***** Extract to read

I live in a bad neighborhood.
At least that’s what people said about it. “Cottage Grove Avenue?” said a friend. “That’s a bad neighborhood.” It is? I wondered. Our Mennonite friends lived just a block from the house we were looking at in South Bend’s Near Northwest side. They weren’t bad. But then a man at work said, “I wouldn’t buy there. There’s no resale value.” Yet we wanted a home, not a real estate venture.
Some warnings involved my children. “Don’t you want your kids to go to a good school?” asked one mother, appalled. Even our real estate agent sat me down at our dining room table. “Jeff,” she said. “Think about your wife’s safety.” As if I could make my wife move somewhere she didn’t want to.
But the fear began to work. I called our Mennonite friends. “Are you guys worried about your safety?” I asked. They paused, then said, “Have you been talking to real estate people again?” We laughed, and they invited us over to dinner in the bad neighborhood.

**********

Answer these questions from the text about the Cottage Grove Avenue neighborhood.
(a) Which street did a friend call a bad neighborhood?
(b) What did the real estate agent tell Jeff to think about?
(c) What did the Mennonite friends invite Jeff and his wife to?

***** Supplied data

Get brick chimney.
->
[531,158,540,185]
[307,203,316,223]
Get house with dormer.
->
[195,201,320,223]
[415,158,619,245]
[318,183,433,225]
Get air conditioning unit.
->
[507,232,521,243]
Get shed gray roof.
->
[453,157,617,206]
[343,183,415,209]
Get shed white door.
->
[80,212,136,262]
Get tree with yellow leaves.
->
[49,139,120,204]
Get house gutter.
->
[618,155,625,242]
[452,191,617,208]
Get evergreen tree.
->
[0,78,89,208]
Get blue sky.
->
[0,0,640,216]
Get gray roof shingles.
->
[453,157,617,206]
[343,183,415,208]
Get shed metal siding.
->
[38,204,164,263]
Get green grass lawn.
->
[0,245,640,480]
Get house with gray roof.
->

**********

Result of the exercise ::
(a) Cottage Grove Avenue
(b) His wife's safety
(c) Dinner in the bad neighborhood